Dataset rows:
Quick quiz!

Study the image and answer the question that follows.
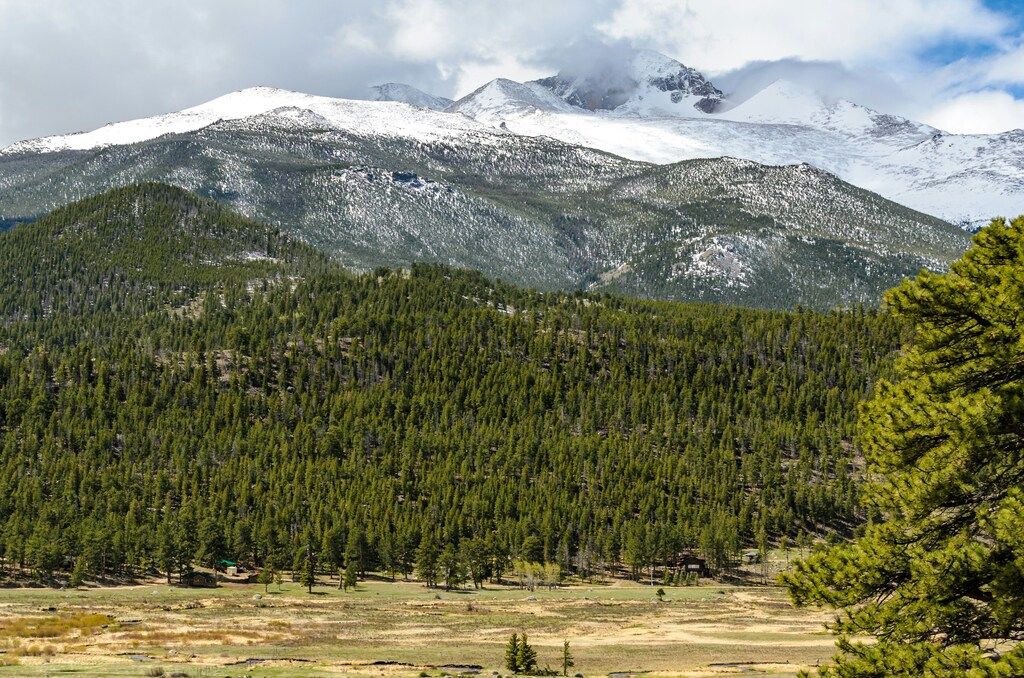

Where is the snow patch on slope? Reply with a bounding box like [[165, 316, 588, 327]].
[[370, 82, 453, 111], [0, 87, 486, 154]]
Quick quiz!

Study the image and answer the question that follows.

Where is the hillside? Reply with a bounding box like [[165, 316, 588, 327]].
[[0, 98, 968, 309], [0, 184, 899, 576]]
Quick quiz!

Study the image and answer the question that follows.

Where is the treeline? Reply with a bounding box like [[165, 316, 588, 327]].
[[0, 187, 899, 584]]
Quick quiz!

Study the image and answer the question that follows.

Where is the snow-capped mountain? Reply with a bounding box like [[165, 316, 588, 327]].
[[0, 50, 1024, 227], [0, 53, 983, 307], [370, 82, 452, 111], [535, 49, 723, 116], [0, 87, 488, 155], [450, 65, 1024, 227]]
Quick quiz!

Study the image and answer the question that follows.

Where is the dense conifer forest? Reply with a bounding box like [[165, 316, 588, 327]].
[[0, 184, 902, 582]]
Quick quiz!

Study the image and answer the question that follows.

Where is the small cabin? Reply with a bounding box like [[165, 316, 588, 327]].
[[181, 570, 217, 589], [678, 553, 711, 577]]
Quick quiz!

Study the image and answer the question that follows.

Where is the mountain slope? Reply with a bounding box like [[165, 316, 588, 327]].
[[0, 184, 329, 337], [0, 101, 967, 307], [535, 49, 724, 116], [0, 50, 1024, 229], [370, 82, 452, 111], [0, 185, 900, 580]]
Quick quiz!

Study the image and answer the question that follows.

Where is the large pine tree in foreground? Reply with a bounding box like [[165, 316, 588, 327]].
[[784, 217, 1024, 676]]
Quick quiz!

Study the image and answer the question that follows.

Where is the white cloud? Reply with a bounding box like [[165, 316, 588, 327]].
[[985, 42, 1024, 83], [601, 0, 1008, 72], [0, 0, 1024, 145], [924, 89, 1024, 134]]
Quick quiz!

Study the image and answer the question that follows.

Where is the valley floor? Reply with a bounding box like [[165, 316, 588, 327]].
[[0, 581, 833, 678]]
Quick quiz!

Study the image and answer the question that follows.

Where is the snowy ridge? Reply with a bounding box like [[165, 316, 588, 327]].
[[370, 82, 452, 111], [0, 87, 486, 154], [0, 50, 1024, 227]]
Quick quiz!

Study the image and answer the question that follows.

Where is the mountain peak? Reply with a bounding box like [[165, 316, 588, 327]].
[[370, 82, 453, 111], [535, 49, 723, 116], [449, 78, 569, 122]]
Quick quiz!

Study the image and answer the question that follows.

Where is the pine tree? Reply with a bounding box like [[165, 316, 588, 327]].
[[784, 217, 1024, 676], [256, 567, 274, 593], [516, 633, 537, 674], [505, 633, 519, 673], [344, 560, 359, 591], [416, 531, 438, 587]]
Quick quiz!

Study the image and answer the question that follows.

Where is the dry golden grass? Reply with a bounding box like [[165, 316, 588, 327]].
[[0, 612, 116, 638]]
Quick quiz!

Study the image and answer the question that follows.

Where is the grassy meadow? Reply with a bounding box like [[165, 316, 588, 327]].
[[0, 581, 833, 677]]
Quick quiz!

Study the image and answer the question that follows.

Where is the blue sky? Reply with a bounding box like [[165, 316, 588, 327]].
[[0, 0, 1024, 145]]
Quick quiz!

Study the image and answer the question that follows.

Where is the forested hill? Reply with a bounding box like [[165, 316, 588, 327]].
[[0, 185, 899, 579]]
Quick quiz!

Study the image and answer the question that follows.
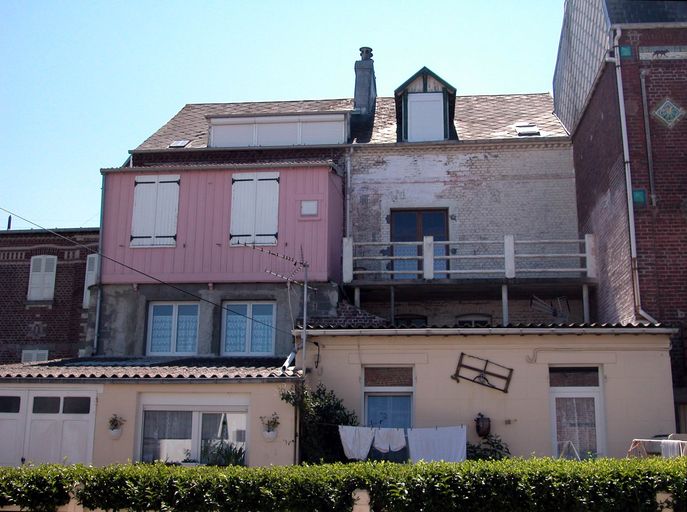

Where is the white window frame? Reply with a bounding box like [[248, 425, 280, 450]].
[[361, 364, 415, 428], [220, 301, 277, 357], [21, 349, 48, 363], [26, 254, 57, 301], [549, 365, 606, 458], [146, 301, 200, 356], [83, 254, 100, 309], [229, 172, 281, 247], [129, 175, 181, 247], [136, 393, 251, 465]]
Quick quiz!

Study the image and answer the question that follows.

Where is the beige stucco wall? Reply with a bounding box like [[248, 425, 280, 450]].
[[309, 334, 675, 457], [93, 383, 295, 466]]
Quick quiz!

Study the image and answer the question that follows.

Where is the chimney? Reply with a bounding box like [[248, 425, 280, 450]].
[[353, 46, 377, 118]]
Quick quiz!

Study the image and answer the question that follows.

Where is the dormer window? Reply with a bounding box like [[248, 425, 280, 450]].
[[210, 112, 348, 148], [395, 68, 458, 142]]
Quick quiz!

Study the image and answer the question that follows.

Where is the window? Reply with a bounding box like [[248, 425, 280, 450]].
[[549, 367, 605, 459], [83, 254, 99, 309], [21, 350, 48, 363], [148, 303, 198, 355], [364, 367, 413, 428], [140, 393, 249, 463], [222, 302, 276, 355], [130, 176, 180, 247], [456, 314, 491, 327], [229, 172, 279, 245], [407, 92, 448, 142], [26, 256, 57, 300]]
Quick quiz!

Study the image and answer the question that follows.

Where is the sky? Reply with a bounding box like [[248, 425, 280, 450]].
[[0, 0, 563, 230]]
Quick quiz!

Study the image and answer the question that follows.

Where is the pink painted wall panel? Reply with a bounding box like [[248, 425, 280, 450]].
[[102, 167, 343, 283]]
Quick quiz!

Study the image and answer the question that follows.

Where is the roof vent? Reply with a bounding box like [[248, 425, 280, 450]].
[[515, 123, 541, 137]]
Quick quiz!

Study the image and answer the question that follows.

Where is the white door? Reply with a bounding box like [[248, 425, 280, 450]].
[[0, 389, 27, 466]]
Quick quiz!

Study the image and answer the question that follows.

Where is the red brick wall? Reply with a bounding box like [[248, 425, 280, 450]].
[[621, 29, 687, 386], [573, 64, 634, 323], [0, 230, 98, 363]]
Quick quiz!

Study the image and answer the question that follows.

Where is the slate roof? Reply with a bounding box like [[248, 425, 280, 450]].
[[0, 357, 300, 382], [606, 0, 687, 24], [135, 93, 567, 151]]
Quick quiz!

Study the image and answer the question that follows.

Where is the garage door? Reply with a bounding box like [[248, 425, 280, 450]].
[[0, 389, 95, 466]]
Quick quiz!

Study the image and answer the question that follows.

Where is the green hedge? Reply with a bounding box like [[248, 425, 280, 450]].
[[0, 457, 687, 512]]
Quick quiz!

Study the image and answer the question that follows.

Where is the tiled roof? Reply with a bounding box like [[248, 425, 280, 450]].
[[136, 93, 567, 151], [136, 99, 353, 150], [0, 357, 299, 381]]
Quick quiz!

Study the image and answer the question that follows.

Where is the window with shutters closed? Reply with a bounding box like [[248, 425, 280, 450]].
[[229, 172, 279, 245], [130, 176, 180, 247], [26, 255, 57, 300], [83, 254, 99, 309]]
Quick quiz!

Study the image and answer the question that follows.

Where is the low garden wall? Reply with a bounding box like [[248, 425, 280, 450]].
[[0, 457, 687, 512]]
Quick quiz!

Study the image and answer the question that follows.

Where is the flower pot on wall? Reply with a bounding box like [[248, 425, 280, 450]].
[[262, 430, 277, 443]]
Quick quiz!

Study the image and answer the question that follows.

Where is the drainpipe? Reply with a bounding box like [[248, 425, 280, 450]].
[[607, 27, 658, 323], [93, 174, 106, 355]]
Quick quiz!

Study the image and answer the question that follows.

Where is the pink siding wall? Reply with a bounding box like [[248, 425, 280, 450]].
[[102, 167, 342, 284]]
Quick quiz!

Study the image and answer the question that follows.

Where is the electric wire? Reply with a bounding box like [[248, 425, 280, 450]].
[[0, 206, 296, 336]]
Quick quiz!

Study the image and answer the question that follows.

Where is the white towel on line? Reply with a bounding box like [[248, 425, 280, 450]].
[[339, 425, 374, 460], [408, 425, 467, 462], [374, 428, 406, 453]]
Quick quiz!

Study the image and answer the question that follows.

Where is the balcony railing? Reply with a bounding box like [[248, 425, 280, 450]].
[[343, 235, 597, 283]]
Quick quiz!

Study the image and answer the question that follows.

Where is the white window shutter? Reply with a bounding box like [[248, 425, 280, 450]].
[[153, 176, 179, 245], [131, 176, 157, 246], [26, 256, 57, 300], [229, 173, 256, 245], [83, 254, 99, 309], [255, 173, 279, 245]]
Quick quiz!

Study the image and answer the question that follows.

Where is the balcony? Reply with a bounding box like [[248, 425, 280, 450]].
[[343, 235, 597, 285]]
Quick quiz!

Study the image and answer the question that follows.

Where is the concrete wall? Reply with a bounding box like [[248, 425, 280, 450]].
[[97, 283, 338, 356], [93, 383, 295, 466], [309, 334, 675, 457]]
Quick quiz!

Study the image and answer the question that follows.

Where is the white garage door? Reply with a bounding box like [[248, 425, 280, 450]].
[[0, 389, 95, 466]]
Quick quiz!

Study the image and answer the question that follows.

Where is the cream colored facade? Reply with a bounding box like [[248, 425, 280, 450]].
[[308, 328, 675, 457]]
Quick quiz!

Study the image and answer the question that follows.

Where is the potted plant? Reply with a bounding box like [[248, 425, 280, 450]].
[[260, 412, 279, 441], [107, 414, 126, 439]]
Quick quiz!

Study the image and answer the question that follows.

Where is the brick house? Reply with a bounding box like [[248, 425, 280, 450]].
[[553, 0, 687, 432], [0, 228, 99, 364]]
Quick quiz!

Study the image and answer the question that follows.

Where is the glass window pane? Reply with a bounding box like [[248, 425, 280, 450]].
[[176, 304, 198, 352], [556, 397, 597, 459], [0, 396, 21, 412], [62, 396, 91, 414], [33, 396, 60, 414], [150, 304, 174, 352], [250, 304, 274, 353], [141, 411, 193, 462], [549, 367, 599, 387], [367, 395, 410, 428], [224, 304, 248, 352]]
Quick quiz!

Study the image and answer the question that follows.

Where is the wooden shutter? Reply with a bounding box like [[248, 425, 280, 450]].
[[131, 176, 179, 247], [255, 172, 279, 245], [83, 254, 98, 309], [26, 256, 57, 300]]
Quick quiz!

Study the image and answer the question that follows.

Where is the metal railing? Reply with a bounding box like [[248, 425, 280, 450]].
[[343, 235, 597, 283]]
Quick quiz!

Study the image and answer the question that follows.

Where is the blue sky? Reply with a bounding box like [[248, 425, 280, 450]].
[[0, 0, 563, 229]]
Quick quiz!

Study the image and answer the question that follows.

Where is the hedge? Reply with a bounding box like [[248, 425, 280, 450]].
[[0, 457, 687, 512]]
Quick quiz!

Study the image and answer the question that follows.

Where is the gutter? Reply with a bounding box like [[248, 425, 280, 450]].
[[292, 327, 678, 336], [607, 26, 658, 324]]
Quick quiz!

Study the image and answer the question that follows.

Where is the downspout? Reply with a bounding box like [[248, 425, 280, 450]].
[[93, 174, 106, 355], [607, 27, 658, 323]]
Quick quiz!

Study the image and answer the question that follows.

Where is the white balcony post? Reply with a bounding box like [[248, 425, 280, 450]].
[[343, 237, 353, 283], [584, 235, 598, 279], [422, 236, 434, 279], [503, 235, 515, 279]]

• **The exercise**: Quote the records word for word, from their start through the line containing "[[784, 217, 1024, 676]]", and leave the pictures out of your answer.

• **Exercise output**:
Quick quiz!

Study the image and answer the question that follows.

Where is the snow patch on slope? Reply with a bounding box like [[165, 316, 588, 327]].
[[370, 82, 453, 111], [0, 87, 486, 154]]
Quick quiz!

Study the image and answer the question that follows.

Where is the hillside? Reply with a bounding box like [[165, 316, 588, 327]].
[[0, 98, 968, 309], [0, 184, 899, 576]]
Quick quiz!

Study the image and answer the question that follows.

Where is the treeline? Reply with a bounding box like [[165, 316, 588, 327]].
[[0, 187, 899, 584]]
Quick quiz!

Study the image and answer the question that follows.

Where is the snow-capped mountain? Reply with a bounding box like [[165, 316, 588, 327]].
[[0, 50, 1024, 227], [0, 53, 983, 307], [370, 82, 452, 111], [535, 49, 723, 116], [0, 87, 488, 155], [450, 65, 1024, 227]]
Quick quiz!

Study the image and answer the question that follows.

Where is the dense conifer forest? Reply with a bounding box like [[165, 316, 588, 327]].
[[0, 184, 902, 582]]
Quick quiz!

Study the image and answer the question that follows.

Where is the small cabin? Reply with a bounding box like [[165, 316, 588, 327]].
[[181, 570, 217, 589], [678, 553, 711, 577]]
Quick quiz!

Study the image and answer the question that follows.

Where is the mountain slope? Reply with a bounding box like [[165, 316, 588, 327]].
[[0, 184, 329, 337], [0, 101, 967, 307], [535, 49, 724, 116], [0, 50, 1024, 229], [370, 82, 452, 111], [0, 185, 900, 580]]
Quick quiz!

Study the image and answer the question that follows.

Where is the large pine tree in foreground? Reply with a bounding box like [[165, 316, 588, 327]].
[[784, 217, 1024, 676]]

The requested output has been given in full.